------ RECORDS TO USE ------

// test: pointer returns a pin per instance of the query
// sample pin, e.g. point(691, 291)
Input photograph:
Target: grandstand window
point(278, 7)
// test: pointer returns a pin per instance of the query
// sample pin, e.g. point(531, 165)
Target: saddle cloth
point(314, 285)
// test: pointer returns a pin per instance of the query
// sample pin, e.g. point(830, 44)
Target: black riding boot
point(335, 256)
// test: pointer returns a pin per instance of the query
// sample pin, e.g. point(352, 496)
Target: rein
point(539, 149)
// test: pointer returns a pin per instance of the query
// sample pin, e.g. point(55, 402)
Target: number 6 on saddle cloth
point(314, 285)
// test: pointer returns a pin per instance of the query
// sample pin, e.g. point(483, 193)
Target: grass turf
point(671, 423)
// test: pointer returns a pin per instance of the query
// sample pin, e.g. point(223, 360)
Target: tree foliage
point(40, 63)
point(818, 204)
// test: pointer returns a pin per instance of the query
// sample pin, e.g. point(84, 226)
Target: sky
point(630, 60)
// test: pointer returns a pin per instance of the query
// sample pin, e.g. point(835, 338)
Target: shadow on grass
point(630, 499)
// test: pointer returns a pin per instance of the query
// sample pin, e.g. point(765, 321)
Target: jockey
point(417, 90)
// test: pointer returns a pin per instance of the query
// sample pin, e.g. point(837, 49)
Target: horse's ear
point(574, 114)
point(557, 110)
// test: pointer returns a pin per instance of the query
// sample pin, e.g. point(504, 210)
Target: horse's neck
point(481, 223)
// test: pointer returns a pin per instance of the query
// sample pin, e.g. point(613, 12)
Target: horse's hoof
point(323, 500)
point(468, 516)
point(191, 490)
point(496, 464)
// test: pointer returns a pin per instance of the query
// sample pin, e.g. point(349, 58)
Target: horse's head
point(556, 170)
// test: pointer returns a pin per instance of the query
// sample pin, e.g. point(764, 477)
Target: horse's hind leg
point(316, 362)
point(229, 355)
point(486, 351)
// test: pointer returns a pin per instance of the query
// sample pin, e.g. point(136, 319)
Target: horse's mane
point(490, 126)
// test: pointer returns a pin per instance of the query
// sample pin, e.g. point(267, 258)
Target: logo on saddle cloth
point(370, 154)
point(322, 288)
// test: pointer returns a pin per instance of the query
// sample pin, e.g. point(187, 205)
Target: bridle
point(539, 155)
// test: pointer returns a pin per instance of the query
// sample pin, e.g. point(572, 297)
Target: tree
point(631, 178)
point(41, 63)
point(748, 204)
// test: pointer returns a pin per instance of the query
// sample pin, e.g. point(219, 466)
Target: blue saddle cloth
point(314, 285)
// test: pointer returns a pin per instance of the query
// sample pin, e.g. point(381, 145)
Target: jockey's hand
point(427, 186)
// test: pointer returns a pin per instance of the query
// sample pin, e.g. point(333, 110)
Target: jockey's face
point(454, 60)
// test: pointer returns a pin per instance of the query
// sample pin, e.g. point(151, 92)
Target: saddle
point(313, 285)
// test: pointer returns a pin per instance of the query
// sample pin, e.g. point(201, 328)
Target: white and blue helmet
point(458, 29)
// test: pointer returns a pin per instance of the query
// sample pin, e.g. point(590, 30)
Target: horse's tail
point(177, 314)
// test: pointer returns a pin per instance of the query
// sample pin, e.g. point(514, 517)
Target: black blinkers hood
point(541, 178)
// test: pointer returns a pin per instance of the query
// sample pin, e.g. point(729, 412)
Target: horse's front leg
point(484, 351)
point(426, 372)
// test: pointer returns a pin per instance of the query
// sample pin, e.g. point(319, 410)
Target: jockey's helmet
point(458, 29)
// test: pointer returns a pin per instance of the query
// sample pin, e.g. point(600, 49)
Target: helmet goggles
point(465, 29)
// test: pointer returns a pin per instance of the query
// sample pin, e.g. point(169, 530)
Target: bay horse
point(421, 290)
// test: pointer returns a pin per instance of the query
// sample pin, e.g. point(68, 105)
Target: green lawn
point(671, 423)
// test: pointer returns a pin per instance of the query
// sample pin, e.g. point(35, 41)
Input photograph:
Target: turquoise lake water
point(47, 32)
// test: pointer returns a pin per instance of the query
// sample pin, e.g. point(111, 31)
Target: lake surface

------

### SHORT TASK
Convert every line of the listing above into a Markdown table with two columns, Row and Line, numbering the rows in order and skipping any blank lines.

### WRITTEN RESPONSE
| Row | Line |
|---|---|
| 1 | // test: pointer returns a pin per instance of the query |
| 2 | // sample pin, e.g. point(691, 291) |
| 3 | Input photograph: |
| 4 | Target: grandstand window |
| 5 | point(278, 7) |
| 6 | // test: pointer returns a pin per instance of the query |
| 7 | // sample pin, e.g. point(531, 165) |
| 8 | Target: saddle cloth |
| 9 | point(314, 285) |
| 10 | // test: pointer returns a pin per instance of the query |
| 11 | // sample pin, e.g. point(830, 44) |
| 12 | Target: black riding boot |
| 13 | point(335, 256) |
| 14 | // test: pointer returns a pin per instance of the query |
| 15 | // sample pin, e.g. point(352, 496) |
| 16 | Target: rein |
| 17 | point(539, 149) |
| 18 | // test: pointer returns a pin per instance of the query |
| 19 | // sample pin, e.g. point(55, 402) |
| 20 | Target: number 6 on saddle cloth |
| 21 | point(314, 285) |
| 22 | // test: pointer returns a pin per instance of the query |
| 23 | // sample pin, e.g. point(483, 193) |
| 24 | Target: grass turf |
| 25 | point(671, 423) |
| 26 | // test: pointer returns a pin per instance of the query |
| 27 | // sample pin, e.g. point(223, 360) |
| 28 | Target: tree foliage |
| 29 | point(40, 63) |
| 30 | point(818, 204) |
| 31 | // test: pointer returns a pin per instance of the query |
| 32 | // sample pin, e.g. point(84, 226) |
| 33 | Target: sky |
| 34 | point(630, 60) |
| 35 | // test: pointer returns a pin per instance of the query |
| 36 | // sample pin, e.g. point(835, 338) |
| 37 | Target: shadow on grass |
| 38 | point(630, 499) |
| 39 | // test: pointer returns a pin per instance of the query |
| 40 | // sample pin, e.g. point(765, 321) |
| 41 | Target: jockey |
| 42 | point(417, 90) |
| 43 | // test: pointer returns a pin per instance of the query |
| 44 | // sample pin, e.g. point(837, 49) |
| 45 | Target: horse's ear |
| 46 | point(574, 114) |
| 47 | point(557, 110) |
| 48 | // test: pointer returns a pin per instance of the query |
| 49 | // sample pin, e.g. point(504, 210) |
| 50 | Target: horse's neck |
| 51 | point(481, 223) |
| 52 | // test: pointer returns a pin per instance of the query |
| 53 | // sample pin, e.g. point(613, 12) |
| 54 | Target: horse's hoof |
| 55 | point(323, 500) |
| 56 | point(468, 516) |
| 57 | point(191, 490) |
| 58 | point(496, 464) |
| 59 | // test: pointer returns a pin per instance of the query |
| 60 | // sample pin, e.g. point(349, 58) |
| 61 | Target: horse's head |
| 62 | point(556, 170) |
| 63 | // test: pointer returns a pin per instance of the query |
| 64 | // sample pin, e.g. point(764, 477) |
| 65 | Target: horse's hind leg |
| 66 | point(316, 362) |
| 67 | point(229, 355) |
| 68 | point(486, 351) |
| 69 | // test: pointer returns a pin per instance of the query |
| 70 | // sample pin, e.g. point(136, 319) |
| 71 | Target: horse's mane |
| 72 | point(490, 126) |
| 73 | // test: pointer returns a pin per instance of the query |
| 74 | // sample pin, e.g. point(267, 258) |
| 75 | Target: logo on saddle cloth |
| 76 | point(370, 154) |
| 77 | point(322, 288) |
| 78 | // test: pointer returns a pin per instance of the query |
| 79 | // sample pin, e.g. point(187, 205) |
| 80 | Target: bridle |
| 81 | point(539, 155) |
| 82 | // test: pointer returns a pin per instance of the query |
| 83 | // sample pin, e.g. point(572, 297) |
| 84 | Target: tree |
| 85 | point(631, 178) |
| 86 | point(41, 63) |
| 87 | point(748, 204) |
| 88 | // test: pointer returns a pin per instance of the query |
| 89 | // sample pin, e.g. point(219, 466) |
| 90 | Target: blue saddle cloth |
| 91 | point(314, 285) |
| 92 | // test: pointer returns a pin per instance of the query |
| 93 | // sample pin, e.g. point(381, 145) |
| 94 | Target: jockey's hand |
| 95 | point(427, 186) |
| 96 | // test: pointer returns a pin per instance of the query |
| 97 | // sample pin, e.g. point(333, 110) |
| 98 | Target: jockey's face |
| 99 | point(454, 60) |
| 100 | // test: pointer returns a pin per instance of the query |
| 101 | // sample pin, e.g. point(151, 92) |
| 102 | Target: saddle |
| 103 | point(313, 285) |
| 104 | // test: pointer returns a pin per instance of the query |
| 105 | // sample pin, e.g. point(201, 328) |
| 106 | Target: white and blue helmet |
| 107 | point(458, 29) |
| 108 | // test: pointer returns a pin per instance of the query |
| 109 | // sample pin, e.g. point(590, 30) |
| 110 | Target: horse's tail |
| 111 | point(177, 314) |
| 112 | // test: pointer returns a pin per instance of the query |
| 113 | // sample pin, e.g. point(514, 517) |
| 114 | Target: black blinkers hood |
| 115 | point(541, 178) |
| 116 | // test: pointer returns a pin per instance of the query |
| 117 | // sample pin, e.g. point(729, 412) |
| 118 | Target: horse's front leg |
| 119 | point(484, 351) |
| 120 | point(426, 372) |
| 121 | // test: pointer returns a pin per instance of the query |
| 122 | // sample pin, e.g. point(319, 410) |
| 123 | Target: jockey's helmet |
| 124 | point(458, 29) |
| 125 | // test: pointer returns a pin per instance of the query |
| 126 | // sample pin, e.g. point(600, 49) |
| 127 | Target: helmet goggles |
| 128 | point(465, 29) |
| 129 | // test: pointer returns a pin per instance of the query |
| 130 | // sample pin, e.g. point(169, 530) |
| 131 | Target: bay horse |
| 132 | point(421, 290) |
| 133 | // test: pointer returns a pin per instance of the query |
| 134 | // sample pin, e.g. point(68, 105) |
| 135 | Target: green lawn |
| 136 | point(671, 423) |
| 137 | // test: pointer returns a pin per instance of the query |
| 138 | // sample pin, e.g. point(35, 41) |
| 139 | Input photograph: |
| 140 | Target: turquoise lake water |
| 141 | point(47, 32) |
| 142 | // test: pointer returns a pin per instance of the query |
| 143 | // sample pin, e.g. point(111, 31) |
| 144 | Target: lake surface |